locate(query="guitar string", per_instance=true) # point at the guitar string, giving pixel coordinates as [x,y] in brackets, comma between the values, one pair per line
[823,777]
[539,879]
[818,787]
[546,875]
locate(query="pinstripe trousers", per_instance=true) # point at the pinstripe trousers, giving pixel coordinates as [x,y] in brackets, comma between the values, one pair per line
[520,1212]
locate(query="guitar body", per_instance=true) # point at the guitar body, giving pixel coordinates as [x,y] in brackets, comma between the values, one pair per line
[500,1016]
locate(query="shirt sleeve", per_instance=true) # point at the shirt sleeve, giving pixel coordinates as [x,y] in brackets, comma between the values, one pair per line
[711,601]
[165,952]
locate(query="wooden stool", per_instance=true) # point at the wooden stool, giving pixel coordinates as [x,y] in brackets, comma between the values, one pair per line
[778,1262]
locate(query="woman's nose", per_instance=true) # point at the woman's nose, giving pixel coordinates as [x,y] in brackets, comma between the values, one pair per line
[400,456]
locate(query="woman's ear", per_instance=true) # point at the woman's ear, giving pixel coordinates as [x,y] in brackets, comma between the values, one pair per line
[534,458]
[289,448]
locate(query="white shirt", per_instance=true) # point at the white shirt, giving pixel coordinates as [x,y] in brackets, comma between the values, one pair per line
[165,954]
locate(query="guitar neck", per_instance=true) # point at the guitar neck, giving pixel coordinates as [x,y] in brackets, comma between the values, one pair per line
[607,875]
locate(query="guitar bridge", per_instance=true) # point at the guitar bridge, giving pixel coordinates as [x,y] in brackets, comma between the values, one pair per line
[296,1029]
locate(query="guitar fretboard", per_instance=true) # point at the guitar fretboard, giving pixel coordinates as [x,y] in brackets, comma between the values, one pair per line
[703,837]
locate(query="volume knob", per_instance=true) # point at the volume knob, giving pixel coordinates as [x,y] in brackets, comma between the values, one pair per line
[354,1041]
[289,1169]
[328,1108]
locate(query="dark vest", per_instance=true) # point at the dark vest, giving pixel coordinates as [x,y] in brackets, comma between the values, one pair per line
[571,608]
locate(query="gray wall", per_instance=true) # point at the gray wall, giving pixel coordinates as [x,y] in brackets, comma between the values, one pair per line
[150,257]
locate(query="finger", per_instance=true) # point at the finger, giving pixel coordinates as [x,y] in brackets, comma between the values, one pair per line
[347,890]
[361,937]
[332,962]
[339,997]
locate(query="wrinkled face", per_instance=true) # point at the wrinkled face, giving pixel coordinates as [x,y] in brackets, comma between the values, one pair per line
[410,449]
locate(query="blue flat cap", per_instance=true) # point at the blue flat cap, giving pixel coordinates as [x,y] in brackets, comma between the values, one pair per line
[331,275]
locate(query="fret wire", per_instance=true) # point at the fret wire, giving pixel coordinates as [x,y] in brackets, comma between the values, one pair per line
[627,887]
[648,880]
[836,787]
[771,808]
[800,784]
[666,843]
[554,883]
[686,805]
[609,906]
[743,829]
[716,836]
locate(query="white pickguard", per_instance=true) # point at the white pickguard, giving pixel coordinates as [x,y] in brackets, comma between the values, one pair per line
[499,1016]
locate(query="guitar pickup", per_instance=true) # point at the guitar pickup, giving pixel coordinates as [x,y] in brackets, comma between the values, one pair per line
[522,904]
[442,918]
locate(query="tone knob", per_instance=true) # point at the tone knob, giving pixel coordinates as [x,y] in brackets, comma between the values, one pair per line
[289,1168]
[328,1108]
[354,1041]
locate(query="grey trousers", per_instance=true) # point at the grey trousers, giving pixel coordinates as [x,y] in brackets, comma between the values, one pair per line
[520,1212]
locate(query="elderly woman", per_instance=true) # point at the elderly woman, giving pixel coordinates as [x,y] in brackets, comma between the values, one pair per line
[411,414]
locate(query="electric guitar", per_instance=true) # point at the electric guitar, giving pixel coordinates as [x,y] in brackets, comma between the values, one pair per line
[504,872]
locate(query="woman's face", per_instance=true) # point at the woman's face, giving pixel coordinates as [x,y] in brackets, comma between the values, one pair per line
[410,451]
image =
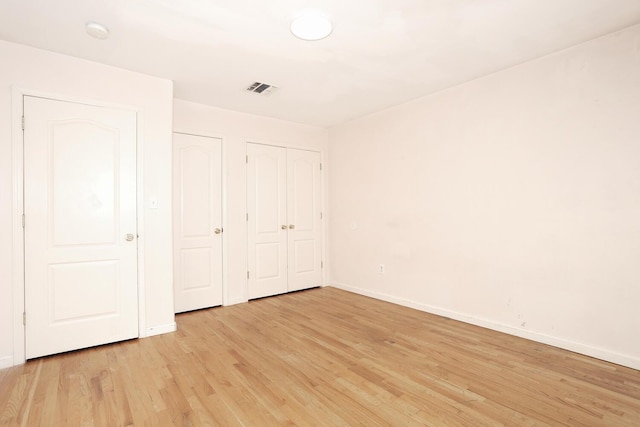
—————
WHAT YOU NEED TO DO:
The listing is to be reproduced in full and exactly, except that its pictures are to be dropped.

TASK ANSWER:
locate(query="guitar string", per_instance=true) # point at the guitar string, giving pixel coordinates as [x,y] in brackets, comma between the values, one pair per line
[823,777]
[539,879]
[818,787]
[546,875]
locate(query="pinstripe trousers", per_instance=true) # point at the pinstripe trousers, giving pixel coordinates as [x,y] in brackets, comma between the values, one pair per line
[520,1212]
locate(query="guitar body", per_instance=true) # point at the guitar body, giving pixel coordinates as [x,y] in brackets, comma between the values, one pair per line
[500,1016]
locate(query="shirt sleeve", per_instance=true) # point at the shirt sleeve, giving pixel coordinates as [x,y] in brackets, comma between the values, one pair per line
[711,601]
[165,952]
locate(query="wooden stool", per_instance=true) # point at the wooden stool, giving pixel coordinates as [x,y] in brackets, comma between the values, one pair per line
[778,1262]
locate(query="woman's nose", per_instance=true) # point at the woman's nose, giving pixel coordinates as [x,y] in brackets, comma between the values, one pair per line
[400,456]
locate(query="woman's ear", per_instance=true) # point at the woman's ear, giving pixel coordinates as [x,y] in brackets, comma between the values, one pair per line
[534,458]
[289,448]
locate(query="white shirt", per_instance=true) # point at the white shirt, giving pixel coordinates as [x,y] in brackets, comma between the values, one pair per line
[165,954]
locate(query="guitar neck", per_instance=true) # point at the guitar neck, giving pixel coordinates as [x,y] in brackets, comma between the values, one pair per line
[607,875]
locate(query="guitar bridge", per_instance=true) # point at the guitar bridge, giving pixel coordinates as [x,y] in brackets, comma between the values, one pair per line
[296,1029]
locate(query="guitar fretboard", per_instance=true) # point at the guitar fretboard, giving pixel coordinates as [x,y] in brackets, comma between the values, one pair per line
[703,837]
locate(query="volume knob", per_instance=true) # point at the volume knob, giving pixel coordinates as [x,y] in brackets, comma between the values, one pair per line
[354,1041]
[289,1169]
[328,1108]
locate(query="dark vest", per_instance=true) # point at the dark vest, giving pixel coordinates as [x,y] in brackets, comma between the values, one pair per line
[571,608]
locate(query="gray wall", per_instance=true) # point at the gray wall, giving pixel coordinates as [x,y] in brackets, comma between the values, one pair per line
[150,257]
locate(query="finger", per_instance=true) # point at the finger, giving pixel coordinates as [x,y] in brackets, comma between the values, one pair per line
[347,890]
[361,937]
[332,962]
[339,997]
locate(query="wrinkled face", per_instance=true) # point at the wrinkled face, giving pixel coordinates as [x,y] in brackets, comma between the values, one pair per line
[410,449]
locate(query="blue flat cap", per_instance=true) # point at the blue flat cap, giving pixel coordinates as [x,y] in brackets, comma between the values, one pair per line
[331,275]
locate(query="fret wire", per_instance=true) # point at the fret wire, giving pixel coordinates as [x,y] in brackets, comma between the values, one pair per line
[627,887]
[648,880]
[836,787]
[771,808]
[800,784]
[666,843]
[554,883]
[686,805]
[609,906]
[743,829]
[716,836]
locate(query="white pickguard", per_instance=true) # point at the white pickguard, giving pixel coordinates as [x,y] in brackets, comma between the values, one pair per line
[499,1016]
locate(query="guitar pickup", per_instance=true) # point at the guitar pickup, giving pixel coordinates as [x,y] in brackets, comma between the values, one pair per line
[522,904]
[442,918]
locate(query="tone knob", per_instance=true) # point at the tone knob, giving pixel coordinates as [x,y] in brackets, comma between the values, one pair per line
[289,1168]
[328,1108]
[354,1041]
locate(query="grey trousers", per_instance=true) # point at the grey trousers, giving pixel coordinates as [x,y] in brackets, comma between the values, one pair per line
[520,1212]
locate(query="elderly woman", per_instance=true) # point at the elderly woman, giving pixel coordinates as [x,y] in brackets, comma between the values, one pair per line
[411,414]
locate(query="electric guitar", per_instance=true) # point at the electric guitar, giving pixel coordinates as [x,y] in brackets, comma between the values, one pair per line
[504,872]
locate(query="woman's face", per_instance=true) # point at the woman's face, giving pixel coordinates as [x,y] in brackets, comma between the values, one pair per line
[410,451]
image =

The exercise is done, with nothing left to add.